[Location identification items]

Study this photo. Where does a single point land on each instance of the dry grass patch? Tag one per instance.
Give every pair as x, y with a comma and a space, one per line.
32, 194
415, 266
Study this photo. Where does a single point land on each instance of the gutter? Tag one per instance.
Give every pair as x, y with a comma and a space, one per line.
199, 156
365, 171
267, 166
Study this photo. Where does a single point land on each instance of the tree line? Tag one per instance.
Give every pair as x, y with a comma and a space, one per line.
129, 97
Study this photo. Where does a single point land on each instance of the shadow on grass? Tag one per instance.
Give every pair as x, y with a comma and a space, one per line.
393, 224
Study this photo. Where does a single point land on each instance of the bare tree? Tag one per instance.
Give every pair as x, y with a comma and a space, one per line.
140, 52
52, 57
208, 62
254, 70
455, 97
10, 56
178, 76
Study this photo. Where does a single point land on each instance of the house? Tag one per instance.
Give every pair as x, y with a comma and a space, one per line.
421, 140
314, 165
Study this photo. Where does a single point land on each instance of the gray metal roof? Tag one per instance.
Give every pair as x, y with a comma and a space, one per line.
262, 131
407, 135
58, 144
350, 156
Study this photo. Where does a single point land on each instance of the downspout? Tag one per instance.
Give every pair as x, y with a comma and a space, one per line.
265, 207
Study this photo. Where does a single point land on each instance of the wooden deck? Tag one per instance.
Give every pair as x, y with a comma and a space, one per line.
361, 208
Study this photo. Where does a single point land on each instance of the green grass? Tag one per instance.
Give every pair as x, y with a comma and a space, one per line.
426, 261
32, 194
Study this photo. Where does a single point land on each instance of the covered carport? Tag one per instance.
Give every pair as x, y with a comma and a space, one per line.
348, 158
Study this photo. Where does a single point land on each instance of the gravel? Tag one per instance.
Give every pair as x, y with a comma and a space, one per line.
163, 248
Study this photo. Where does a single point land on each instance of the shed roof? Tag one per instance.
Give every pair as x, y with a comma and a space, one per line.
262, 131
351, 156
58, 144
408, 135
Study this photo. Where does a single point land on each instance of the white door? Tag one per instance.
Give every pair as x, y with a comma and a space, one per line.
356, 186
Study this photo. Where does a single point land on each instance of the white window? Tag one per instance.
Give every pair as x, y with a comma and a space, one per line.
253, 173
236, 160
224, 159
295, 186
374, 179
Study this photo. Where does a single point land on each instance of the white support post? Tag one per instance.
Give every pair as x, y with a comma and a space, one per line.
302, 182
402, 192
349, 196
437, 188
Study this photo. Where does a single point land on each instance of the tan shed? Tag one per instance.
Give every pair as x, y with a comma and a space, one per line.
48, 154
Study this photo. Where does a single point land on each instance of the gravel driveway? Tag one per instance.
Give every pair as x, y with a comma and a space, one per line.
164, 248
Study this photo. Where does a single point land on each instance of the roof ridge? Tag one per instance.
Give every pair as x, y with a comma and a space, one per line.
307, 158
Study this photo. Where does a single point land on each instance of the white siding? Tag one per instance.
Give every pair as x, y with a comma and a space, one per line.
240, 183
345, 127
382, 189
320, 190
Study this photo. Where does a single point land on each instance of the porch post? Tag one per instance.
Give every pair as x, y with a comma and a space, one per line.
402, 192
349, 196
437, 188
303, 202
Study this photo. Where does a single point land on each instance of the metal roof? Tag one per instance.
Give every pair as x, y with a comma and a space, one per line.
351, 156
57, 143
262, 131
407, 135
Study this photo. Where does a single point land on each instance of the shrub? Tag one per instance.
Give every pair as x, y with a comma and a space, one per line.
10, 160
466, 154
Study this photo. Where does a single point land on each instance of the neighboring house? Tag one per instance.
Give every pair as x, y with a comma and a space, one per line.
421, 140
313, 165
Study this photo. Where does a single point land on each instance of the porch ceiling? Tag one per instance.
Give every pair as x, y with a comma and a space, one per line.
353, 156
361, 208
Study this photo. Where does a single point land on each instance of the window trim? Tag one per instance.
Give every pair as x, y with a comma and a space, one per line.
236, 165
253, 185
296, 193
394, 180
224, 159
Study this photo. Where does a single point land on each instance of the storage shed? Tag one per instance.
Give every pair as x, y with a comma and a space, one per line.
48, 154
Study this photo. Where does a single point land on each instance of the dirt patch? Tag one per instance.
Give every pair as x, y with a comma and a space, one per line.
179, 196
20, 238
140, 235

The request
Present all of the records above as a single numbered list, leaving out any blank lines.

Completed task
1. Study this photo. Where does a single point land on each instance of the dry grass patch? Tag one per instance.
2. Give every pair as x, y with a comma and a space, one per line.
3. 32, 194
4. 415, 266
5. Study this photo. Where does a single point land on each instance of the gutter? Tag one per instance.
6. Give every pair as x, y with a comma and a space, one per line.
7. 199, 156
8. 365, 171
9. 267, 166
10. Study this photo. Where does a single point land on each instance of the tree line? Tag one per instance.
11. Give every pair as x, y with a comma and a space, one per line.
12. 129, 97
13. Study this photo. Where does a single point land on each instance of the shadow on grass? Tag one per instance.
14. Give every pair as x, y with a comma and a space, one per line.
15. 393, 224
16. Study this photo. Where does a single point land on each instance of the bare tree? Tag one per instance.
17. Give every pair as x, y with a comma and a space, one per line.
18. 140, 52
19. 52, 57
20. 208, 62
21. 254, 70
22. 455, 97
23. 10, 56
24. 178, 76
25. Study this photo. Where does a single point land on each instance of the house? Tag one per instance.
26. Give every pair as x, y with a comma and a space, one per line.
27. 421, 140
28. 314, 165
29. Study this photo. Where does a single point land on each instance of the gray metal roof? Tag one per instance.
30. Give every pair as x, y with a comma and a space, one per line.
31. 262, 131
32. 407, 135
33. 58, 144
34. 350, 156
35. Study this photo. Where does a single point land on each instance of the downspout? Tag one per instance.
36. Give every pair as x, y with a comma and a space, one per line.
37. 265, 207
38. Study this photo. Where does a single point land on each instance of the wooden deck? Tag one per instance.
39. Give every pair as x, y with a comma and a space, one per line.
40. 361, 208
41. Study this photo. Where does a single point land on each instance of the green grass? Tag one per instance.
42. Give every pair as x, y with a comma and a space, one per line.
43. 426, 261
44. 32, 194
45. Study this photo. Where does a single point land on each instance of the covered carport? Tag one per instance.
46. Give every pair as x, y with a comma and a space, one per line.
47. 348, 158
48. Study this photo. Where does a single point land on each instance of the gravel? Tag one per instance.
49. Give every pair as x, y with a comma and a space, one per line.
50. 163, 248
51. Study this photo. Where does a single point land on each instance of the shed roof? Tag one per instance.
52. Give every pair as x, y with a comma and a space, one per line.
53. 262, 131
54. 351, 156
55. 58, 144
56. 408, 135
57. Study this photo. Where does a single point land on each instance of the white door? Tag one per instance.
58. Give every pair as x, y with a comma and a space, one per line.
59. 356, 186
60. Study this photo. Where does a single point land on each instance of the white window? Tag one per instance.
61. Give every pair as x, y with a comma and a space, one per line.
62. 253, 173
63. 236, 160
64. 224, 159
65. 295, 186
66. 374, 179
67. Study this photo. Where does a single point land on each instance of the white support post? Tag one per instance.
68. Give every pair as x, y with a comma and a space, one per line.
69. 302, 182
70. 402, 192
71. 349, 196
72. 437, 188
73. Study this photo. Where does a single point land on each instance of the tan shed? Tag one per instance.
74. Give every pair as x, y with a comma and a space, one per line.
75. 48, 154
76. Study this photo. Where does a single point land on each instance of the gravel driveway? Tag one per instance.
77. Give every pair as x, y with a comma and a space, one per line.
78. 164, 248
79. Study this photo. Where does a single point land on each instance of the roof ridge? Tag one per instance.
80. Give every pair as x, y with a comma and a space, one per line.
81. 307, 158
82. Study this photo. Where does a single point land on each instance of the white siding? Tag one per instance.
83. Give every pair as x, y with a comma and a space, one per line.
84. 240, 183
85. 345, 127
86. 382, 189
87. 320, 190
88. Study this photo. Where does a single point land on each instance of the porch post? Tag one per instance.
89. Give every pair as x, y with a comma and a space, one per line.
90. 402, 192
91. 349, 196
92. 437, 188
93. 303, 202
94. Study this photo. Where does a single point land on each instance of the metal roof? Tag one per instance.
95. Give every pair as x, y with a comma and a space, one per line.
96. 351, 156
97. 57, 143
98. 262, 131
99. 407, 135
100. Study this photo. Where does a single point land on each instance of the shrub? Tag one per instance.
101. Give every pair as x, y with a comma and a space, one per line.
102. 10, 160
103. 466, 154
104. Study this photo. Where does a single point land on each instance of the neighboring house? Tag one per instance.
105. Give every pair as x, y with a comma and a space, one per line.
106. 421, 140
107. 313, 165
108. Study this photo. Where does a single point land on each instance of the porch ceiling? Tag one per instance.
109. Give every pair as x, y with a comma and a space, one per line.
110. 353, 156
111. 361, 208
112. Study this photo. Where does a single point land on each instance of the window trim? Tag one per instance.
113. Give every pair as x, y with a comma and a space, one per line.
114. 236, 165
115. 253, 185
116. 296, 193
117. 394, 180
118. 224, 159
119. Study this photo. Where does a single point land on each instance of the storage shed? Tag one per instance.
120. Give every pair as x, y with a comma and a space, one per line.
121. 48, 154
122. Study this photo. Where does a single point land on each instance of the dirt patch? Tag one per instance.
123. Give every pair as x, y with a comma and a space, one per line.
124. 179, 196
125. 20, 238
126. 140, 235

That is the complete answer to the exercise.